> [Work instructions]
a. Decide whether each statement agrees with the letters about population growth, answering yes or no and quoting the words of the text that settle it. (i) Cribb's article appeared in a Friday edition of The Canberra Times. (ii) The results of the 1917 conscription referendum are described as one-sided. (iii) Harry Triguboff has said Sydney needs more forests and parks.
b. What immigration rate does the letters about population growth call genuinely sustainable?

> [Provided text]
##########

Politicians, Cribb claims, are denying that civilisation is in peril. Instead, they “have managed to bury the facts under a fantasy of never-ending growth”.
Cribb is correct to argue that we face a number of existential crises. Cain ignores the fact that we cannot go on as we have. Things have changed. Sustainability – not growth – is what is required – though, bless his heart, let’s heed Cain’s call for more public transport.
The fallacy of endless growth
Julian Cribb’s article “It’s the end of politics as we know it” (canberratimes.com.au, January 14) was for me the highlight of Friday’s The Canberra Times. Of human governance he says “they have managed to bury the facts under a fantasy of never-ending growth”.
And when speaking of the possibility of fixing 19th and 20th century politics, he says “not while political economics promises illusory wealth while it devours the habitability of the planet”.
How refreshing it is, if somewhat pessimistic, to hear some truths which challenge the many media offerings based solely on economic theory, wanting growth forever, an impossibility.
Our “leaders” want hundreds of thousands of immigrants to arrive every year to satisfy business demands and to keep wages down, without mention of ever stopping and stabilising Australia’s human numbers.
What a contrast this is with Peter Cain’s vision for a 1 million-person Canberra, which like all similar, never mentions stopping at 1 million. Nothing about its negative impacts on social and physical environments. As people’s demand for water grows, in droughts it becomes increasingly scarce and therefore more valuable, but economists seem unaware of that.
Big Australia growth model a Ponzi-like con
The battle lines for Big Australia have been drawn. It represents a divide perhaps not seen since the conscription referendum of World War I. The Australian Financial Review continues to do its bit (‘‘Full recovery needs a bolder plan for a bigger Australia’’ , January 5) on behalf of the perpetual growthers by spruiking a future of ever more people consuming ever more.
Unlike the conscription referendum of 1917, however, the results of which were line-ball , the popular divide on Big Australia is very one-sided. Australians do not want it and have been telling us that in poll after poll. Despite attempts to debunk the comparison, the immigration-fed economic growth model is the greatest Ponzi-like con perpetrated on the Australian people. It serves a few and does little for the many and guarantees a never-ending diminution of our natural spaces and the liveability of the built environment. For these reasons alone, it must, in the end, come crashing down.
But how do the Australian voters demonstrate their concern? Where is the political alternative to LNP madness? What will it take for Labor to grasp that if they offer us something genuinely sustainable (and that would be immigration rates of 50,000 and not 200,000), they would win in a landslide?
Developer support is disappointing
I am accustomed to the property sector spruiking its own interests, but it is another thing again when an AFR View claims that property interests are nothing less than the national interest (‘‘Property’s part in Australia getting back to normal,’’ December 1).
Undoubtedly population growth (high migration) is good for the property business. The urban property growth machine voraciously chews up natural habitat and scarce agricultural land for housing a growing population. But for how long can this go on, and at what cost to quality of life and ecological sustainability?
Harry Triguboff is already on record as saying Sydney has too many forests and parks that would be better as prime real estate. Your editorial’s celebration of a property developer’s ranking on the Financial Review’s Rich List is indicative of the values that are on show here. The Big Australia vision is reduced to nothing more than special pleading that ‘‘returns to investment should be higher here’’. This is a triumph of the pecuniary mindset over other perspectives that value sustainability, limits to growth, natural landscapes and wild nature.

##########

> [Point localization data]
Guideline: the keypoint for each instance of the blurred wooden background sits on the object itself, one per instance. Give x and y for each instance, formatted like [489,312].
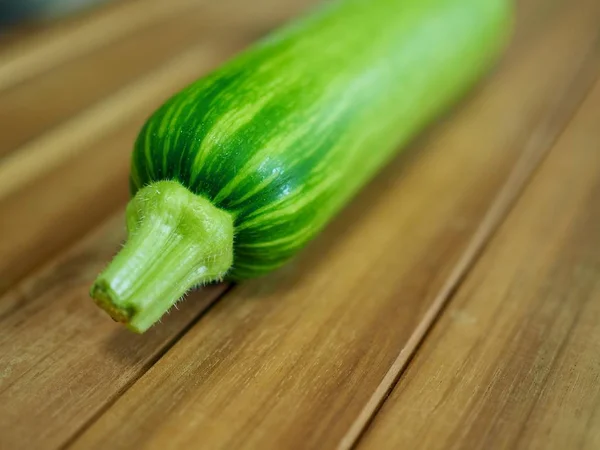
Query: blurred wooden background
[454,304]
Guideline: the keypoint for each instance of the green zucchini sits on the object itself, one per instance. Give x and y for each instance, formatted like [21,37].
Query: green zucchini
[234,174]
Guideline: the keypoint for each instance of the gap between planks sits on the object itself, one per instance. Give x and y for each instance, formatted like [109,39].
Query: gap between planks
[537,147]
[52,148]
[168,345]
[41,52]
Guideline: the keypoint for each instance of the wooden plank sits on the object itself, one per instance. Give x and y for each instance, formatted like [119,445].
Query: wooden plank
[289,361]
[31,57]
[91,162]
[49,180]
[31,108]
[61,360]
[513,363]
[58,368]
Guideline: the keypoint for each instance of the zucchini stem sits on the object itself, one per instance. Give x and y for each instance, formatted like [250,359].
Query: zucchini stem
[176,240]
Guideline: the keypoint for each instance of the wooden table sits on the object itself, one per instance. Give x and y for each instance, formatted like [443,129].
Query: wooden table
[454,304]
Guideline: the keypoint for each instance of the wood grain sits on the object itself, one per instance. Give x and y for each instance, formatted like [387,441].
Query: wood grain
[30,109]
[514,361]
[90,155]
[31,57]
[62,360]
[288,361]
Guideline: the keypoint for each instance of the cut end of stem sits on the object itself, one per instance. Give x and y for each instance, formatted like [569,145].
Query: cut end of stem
[177,240]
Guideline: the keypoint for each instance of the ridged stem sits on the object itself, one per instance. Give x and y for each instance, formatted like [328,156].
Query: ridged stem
[176,240]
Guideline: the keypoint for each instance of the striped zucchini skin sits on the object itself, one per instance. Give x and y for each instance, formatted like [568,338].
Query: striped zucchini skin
[283,135]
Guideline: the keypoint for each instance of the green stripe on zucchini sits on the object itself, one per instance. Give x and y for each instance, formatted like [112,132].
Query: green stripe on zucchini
[270,145]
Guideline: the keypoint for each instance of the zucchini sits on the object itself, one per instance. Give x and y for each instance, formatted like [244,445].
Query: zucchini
[235,173]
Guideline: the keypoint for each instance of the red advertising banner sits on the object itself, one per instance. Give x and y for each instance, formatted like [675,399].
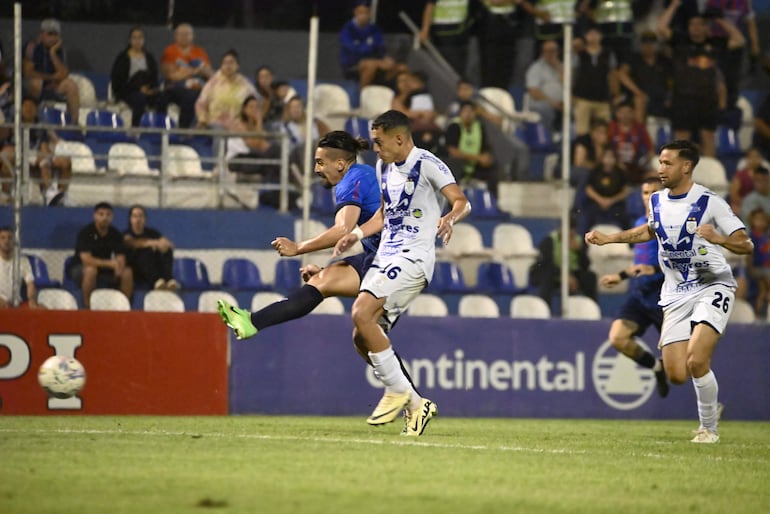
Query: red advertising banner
[136,362]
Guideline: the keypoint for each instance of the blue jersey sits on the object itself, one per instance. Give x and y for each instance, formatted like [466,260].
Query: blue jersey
[361,188]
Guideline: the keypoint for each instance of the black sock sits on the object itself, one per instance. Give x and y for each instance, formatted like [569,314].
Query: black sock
[297,304]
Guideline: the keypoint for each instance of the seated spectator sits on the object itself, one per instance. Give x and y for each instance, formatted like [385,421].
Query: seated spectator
[100,257]
[46,75]
[149,254]
[632,143]
[603,198]
[758,267]
[134,77]
[185,68]
[240,149]
[362,49]
[219,103]
[45,165]
[470,157]
[545,85]
[545,273]
[759,198]
[743,181]
[6,273]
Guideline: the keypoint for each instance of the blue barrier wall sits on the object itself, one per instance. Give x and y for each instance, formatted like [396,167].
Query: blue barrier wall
[486,367]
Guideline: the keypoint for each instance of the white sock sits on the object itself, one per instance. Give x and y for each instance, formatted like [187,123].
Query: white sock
[388,369]
[707,390]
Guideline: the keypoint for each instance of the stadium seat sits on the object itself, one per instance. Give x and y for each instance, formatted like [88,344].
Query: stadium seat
[477,306]
[582,307]
[207,301]
[191,273]
[496,278]
[241,274]
[428,305]
[109,300]
[527,306]
[40,272]
[163,301]
[57,299]
[287,275]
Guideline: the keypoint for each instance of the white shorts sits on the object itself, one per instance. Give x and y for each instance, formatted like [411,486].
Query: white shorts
[711,305]
[397,279]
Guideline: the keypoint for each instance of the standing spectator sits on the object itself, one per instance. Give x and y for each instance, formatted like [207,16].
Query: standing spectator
[632,143]
[545,85]
[362,49]
[100,257]
[6,272]
[185,68]
[150,255]
[605,193]
[647,77]
[134,77]
[470,158]
[760,197]
[447,24]
[595,82]
[219,103]
[46,75]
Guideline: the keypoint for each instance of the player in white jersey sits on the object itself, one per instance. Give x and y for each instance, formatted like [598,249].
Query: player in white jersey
[415,187]
[691,223]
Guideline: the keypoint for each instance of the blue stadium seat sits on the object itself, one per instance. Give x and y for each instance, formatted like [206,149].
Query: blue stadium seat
[287,275]
[40,272]
[241,274]
[496,278]
[191,273]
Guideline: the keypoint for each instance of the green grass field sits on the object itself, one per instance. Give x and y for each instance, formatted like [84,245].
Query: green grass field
[270,464]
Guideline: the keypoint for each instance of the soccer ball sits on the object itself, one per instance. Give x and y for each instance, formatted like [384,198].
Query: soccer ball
[62,376]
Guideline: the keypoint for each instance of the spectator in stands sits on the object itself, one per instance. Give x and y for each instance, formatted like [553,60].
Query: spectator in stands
[595,81]
[6,273]
[545,85]
[100,257]
[185,68]
[252,147]
[45,165]
[219,103]
[646,76]
[362,49]
[134,77]
[632,143]
[759,198]
[743,181]
[149,254]
[46,75]
[545,273]
[604,195]
[470,157]
[447,24]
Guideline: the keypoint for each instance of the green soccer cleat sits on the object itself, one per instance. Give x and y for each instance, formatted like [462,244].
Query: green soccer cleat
[237,319]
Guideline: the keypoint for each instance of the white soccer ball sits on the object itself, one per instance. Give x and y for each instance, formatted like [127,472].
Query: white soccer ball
[62,376]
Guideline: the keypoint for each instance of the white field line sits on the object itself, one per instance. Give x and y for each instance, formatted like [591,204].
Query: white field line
[395,442]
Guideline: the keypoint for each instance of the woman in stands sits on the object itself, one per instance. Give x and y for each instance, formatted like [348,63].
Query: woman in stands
[134,77]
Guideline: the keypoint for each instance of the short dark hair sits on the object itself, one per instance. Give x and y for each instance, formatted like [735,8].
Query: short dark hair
[686,149]
[390,120]
[341,140]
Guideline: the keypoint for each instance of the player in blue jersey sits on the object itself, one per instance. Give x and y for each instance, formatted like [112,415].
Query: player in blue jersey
[357,193]
[641,309]
[692,225]
[416,185]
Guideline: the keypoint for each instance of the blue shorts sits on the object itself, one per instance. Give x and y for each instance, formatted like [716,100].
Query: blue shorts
[635,310]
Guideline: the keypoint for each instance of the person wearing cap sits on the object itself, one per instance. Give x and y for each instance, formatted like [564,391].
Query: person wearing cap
[45,71]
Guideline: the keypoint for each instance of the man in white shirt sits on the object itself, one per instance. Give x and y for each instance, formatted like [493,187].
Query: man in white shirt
[691,223]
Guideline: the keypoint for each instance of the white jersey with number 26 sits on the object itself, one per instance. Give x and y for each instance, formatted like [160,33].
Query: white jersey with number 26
[689,262]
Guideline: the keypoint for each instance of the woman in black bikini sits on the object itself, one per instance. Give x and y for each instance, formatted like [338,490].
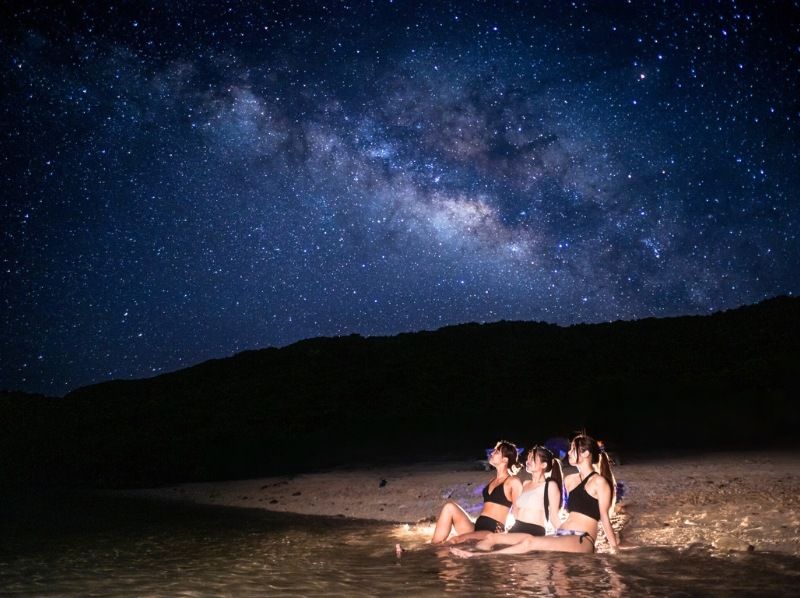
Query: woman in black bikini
[591,495]
[538,503]
[498,496]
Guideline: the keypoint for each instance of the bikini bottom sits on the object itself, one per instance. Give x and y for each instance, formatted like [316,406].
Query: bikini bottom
[574,532]
[487,524]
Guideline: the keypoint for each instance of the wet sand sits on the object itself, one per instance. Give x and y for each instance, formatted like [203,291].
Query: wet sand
[727,501]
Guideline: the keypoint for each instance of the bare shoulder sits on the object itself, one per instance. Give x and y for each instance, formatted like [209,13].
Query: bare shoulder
[572,480]
[513,481]
[597,484]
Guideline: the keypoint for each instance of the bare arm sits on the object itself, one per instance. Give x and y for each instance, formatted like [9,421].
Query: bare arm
[604,501]
[554,498]
[514,489]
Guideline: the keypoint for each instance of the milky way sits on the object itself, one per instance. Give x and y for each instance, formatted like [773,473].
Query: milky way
[183,180]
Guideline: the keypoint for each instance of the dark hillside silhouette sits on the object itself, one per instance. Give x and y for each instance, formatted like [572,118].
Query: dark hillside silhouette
[724,380]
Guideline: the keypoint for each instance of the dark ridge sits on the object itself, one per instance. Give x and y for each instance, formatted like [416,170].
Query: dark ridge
[726,380]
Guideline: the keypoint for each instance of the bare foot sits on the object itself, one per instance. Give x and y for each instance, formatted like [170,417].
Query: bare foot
[461,553]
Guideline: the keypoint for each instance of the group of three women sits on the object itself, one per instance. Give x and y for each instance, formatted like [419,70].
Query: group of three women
[534,504]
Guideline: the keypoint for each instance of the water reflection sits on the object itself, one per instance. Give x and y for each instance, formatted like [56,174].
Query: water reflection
[86,545]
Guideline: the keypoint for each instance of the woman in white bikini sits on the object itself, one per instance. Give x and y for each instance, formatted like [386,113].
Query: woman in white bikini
[539,501]
[590,498]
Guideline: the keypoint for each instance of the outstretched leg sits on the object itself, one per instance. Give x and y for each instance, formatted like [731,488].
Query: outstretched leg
[504,539]
[451,516]
[532,543]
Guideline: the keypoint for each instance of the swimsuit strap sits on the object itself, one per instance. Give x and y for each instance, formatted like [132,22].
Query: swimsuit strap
[547,500]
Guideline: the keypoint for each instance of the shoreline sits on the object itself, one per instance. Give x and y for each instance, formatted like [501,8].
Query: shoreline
[733,501]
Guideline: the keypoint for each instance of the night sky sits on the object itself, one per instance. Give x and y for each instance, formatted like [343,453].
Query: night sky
[187,180]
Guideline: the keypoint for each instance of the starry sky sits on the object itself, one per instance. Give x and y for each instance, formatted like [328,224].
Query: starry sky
[186,180]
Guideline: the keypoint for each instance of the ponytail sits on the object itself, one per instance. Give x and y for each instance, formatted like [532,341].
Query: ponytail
[510,452]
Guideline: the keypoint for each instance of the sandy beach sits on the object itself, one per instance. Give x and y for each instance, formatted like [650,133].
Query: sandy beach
[726,501]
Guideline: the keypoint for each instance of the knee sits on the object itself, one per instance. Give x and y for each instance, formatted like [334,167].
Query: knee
[449,506]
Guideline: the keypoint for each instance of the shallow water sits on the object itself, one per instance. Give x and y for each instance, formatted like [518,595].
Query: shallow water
[101,546]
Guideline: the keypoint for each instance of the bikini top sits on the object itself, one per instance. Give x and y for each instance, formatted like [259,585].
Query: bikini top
[497,496]
[582,502]
[525,499]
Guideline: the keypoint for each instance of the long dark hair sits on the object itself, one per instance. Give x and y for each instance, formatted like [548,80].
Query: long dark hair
[553,467]
[509,451]
[583,442]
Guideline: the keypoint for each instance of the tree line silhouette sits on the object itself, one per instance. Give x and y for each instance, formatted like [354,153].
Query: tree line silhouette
[719,381]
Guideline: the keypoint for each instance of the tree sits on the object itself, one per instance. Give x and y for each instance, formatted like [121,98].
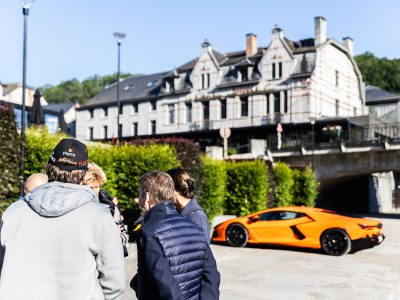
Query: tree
[74,90]
[305,187]
[381,72]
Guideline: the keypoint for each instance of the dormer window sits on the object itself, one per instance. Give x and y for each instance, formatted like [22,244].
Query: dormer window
[151,83]
[153,105]
[128,88]
[205,81]
[244,105]
[277,70]
[169,85]
[171,113]
[243,74]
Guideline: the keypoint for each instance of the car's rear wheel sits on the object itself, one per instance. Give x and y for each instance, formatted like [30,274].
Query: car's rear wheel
[237,235]
[335,242]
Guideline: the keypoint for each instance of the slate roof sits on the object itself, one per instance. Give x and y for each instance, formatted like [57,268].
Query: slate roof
[131,89]
[56,108]
[138,88]
[375,95]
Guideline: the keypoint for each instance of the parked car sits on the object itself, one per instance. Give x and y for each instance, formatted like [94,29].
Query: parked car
[301,227]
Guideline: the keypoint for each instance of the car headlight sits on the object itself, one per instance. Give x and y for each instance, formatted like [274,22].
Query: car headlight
[363,226]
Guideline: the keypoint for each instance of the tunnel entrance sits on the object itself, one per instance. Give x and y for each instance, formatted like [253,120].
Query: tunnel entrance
[349,196]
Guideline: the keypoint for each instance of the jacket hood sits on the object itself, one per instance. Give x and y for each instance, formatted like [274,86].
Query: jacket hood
[55,199]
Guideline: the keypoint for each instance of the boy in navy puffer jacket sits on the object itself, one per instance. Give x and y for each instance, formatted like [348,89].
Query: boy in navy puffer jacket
[174,258]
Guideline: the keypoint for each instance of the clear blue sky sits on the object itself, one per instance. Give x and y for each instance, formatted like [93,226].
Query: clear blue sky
[74,38]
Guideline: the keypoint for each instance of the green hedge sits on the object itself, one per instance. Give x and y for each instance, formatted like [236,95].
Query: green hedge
[39,144]
[246,187]
[212,195]
[283,179]
[10,146]
[305,187]
[236,188]
[124,165]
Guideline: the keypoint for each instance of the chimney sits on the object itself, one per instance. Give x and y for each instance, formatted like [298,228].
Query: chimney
[251,44]
[348,43]
[277,32]
[320,30]
[206,45]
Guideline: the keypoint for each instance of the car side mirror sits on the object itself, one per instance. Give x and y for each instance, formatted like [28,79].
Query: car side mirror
[254,219]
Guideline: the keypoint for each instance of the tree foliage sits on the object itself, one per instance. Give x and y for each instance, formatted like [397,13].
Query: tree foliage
[212,194]
[246,187]
[124,165]
[381,72]
[39,144]
[305,187]
[75,91]
[9,157]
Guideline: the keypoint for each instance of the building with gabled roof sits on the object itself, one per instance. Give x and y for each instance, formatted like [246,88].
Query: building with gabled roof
[249,91]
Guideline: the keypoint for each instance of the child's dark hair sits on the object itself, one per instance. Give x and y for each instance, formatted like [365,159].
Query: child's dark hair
[183,182]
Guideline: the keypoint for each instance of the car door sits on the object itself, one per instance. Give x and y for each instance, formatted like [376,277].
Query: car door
[277,227]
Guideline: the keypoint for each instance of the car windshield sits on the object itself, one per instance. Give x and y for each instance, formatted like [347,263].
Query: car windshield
[280,215]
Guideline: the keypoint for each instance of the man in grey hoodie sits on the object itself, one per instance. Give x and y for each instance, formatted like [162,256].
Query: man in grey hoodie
[59,242]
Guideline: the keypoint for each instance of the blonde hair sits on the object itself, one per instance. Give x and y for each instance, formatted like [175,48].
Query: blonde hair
[94,174]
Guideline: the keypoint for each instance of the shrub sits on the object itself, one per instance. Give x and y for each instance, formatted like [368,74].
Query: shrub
[246,187]
[39,144]
[124,165]
[187,152]
[212,195]
[283,178]
[305,187]
[9,158]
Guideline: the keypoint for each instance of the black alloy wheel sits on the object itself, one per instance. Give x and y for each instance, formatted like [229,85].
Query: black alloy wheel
[236,235]
[335,242]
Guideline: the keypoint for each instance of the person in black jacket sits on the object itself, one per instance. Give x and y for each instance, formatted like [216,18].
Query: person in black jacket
[185,202]
[174,258]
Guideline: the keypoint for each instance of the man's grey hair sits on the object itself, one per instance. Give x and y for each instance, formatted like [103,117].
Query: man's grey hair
[159,185]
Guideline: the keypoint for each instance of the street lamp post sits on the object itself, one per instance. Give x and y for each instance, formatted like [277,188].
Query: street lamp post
[26,5]
[312,121]
[119,36]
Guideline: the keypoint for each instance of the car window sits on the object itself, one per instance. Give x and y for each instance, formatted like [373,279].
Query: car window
[280,215]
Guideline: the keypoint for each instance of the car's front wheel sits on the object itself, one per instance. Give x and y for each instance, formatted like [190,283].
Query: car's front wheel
[335,242]
[236,235]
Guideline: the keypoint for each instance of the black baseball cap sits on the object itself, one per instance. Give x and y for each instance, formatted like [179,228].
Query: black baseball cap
[69,155]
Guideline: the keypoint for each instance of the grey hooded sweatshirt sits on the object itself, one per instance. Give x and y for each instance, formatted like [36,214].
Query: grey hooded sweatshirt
[60,243]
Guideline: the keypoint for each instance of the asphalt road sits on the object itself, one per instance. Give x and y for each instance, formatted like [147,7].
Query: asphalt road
[271,273]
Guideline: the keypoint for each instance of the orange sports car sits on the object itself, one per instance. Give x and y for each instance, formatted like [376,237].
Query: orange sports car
[301,227]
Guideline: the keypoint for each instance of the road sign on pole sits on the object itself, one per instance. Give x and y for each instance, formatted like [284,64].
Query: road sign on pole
[225,133]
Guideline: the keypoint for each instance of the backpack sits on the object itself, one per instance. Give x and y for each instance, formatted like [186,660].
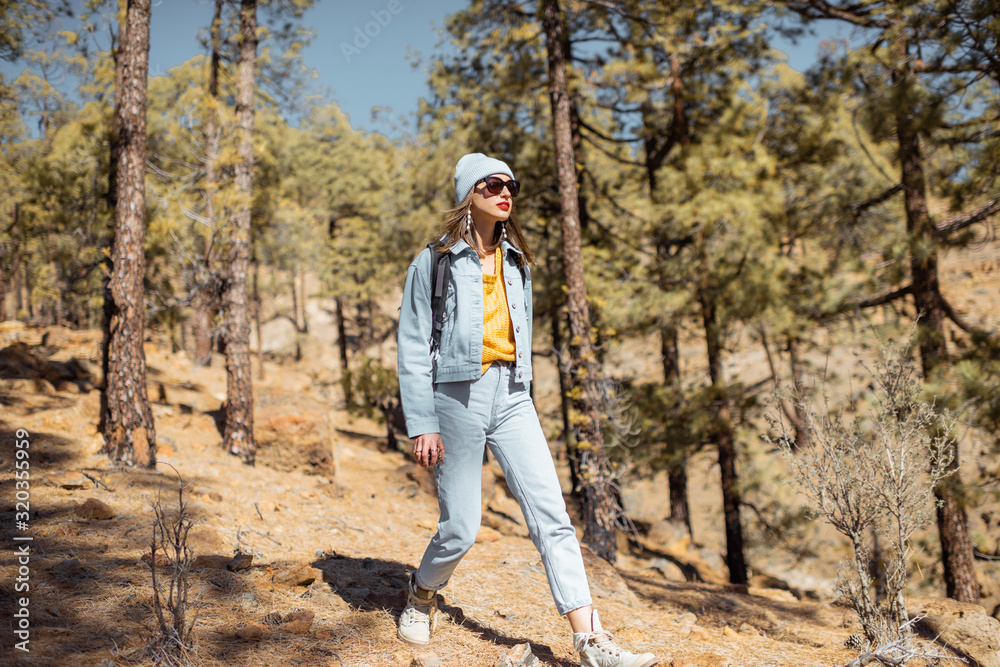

##########

> [Task-by-task results]
a.
(i) Yes: "was for me the highlight of Friday’s The Canberra Times"
(ii) No: "the results of which were line-ball"
(iii) No: "Sydney has too many forests and parks that would be better as prime real estate"

b. Immigration rates of 50,000, not 200,000.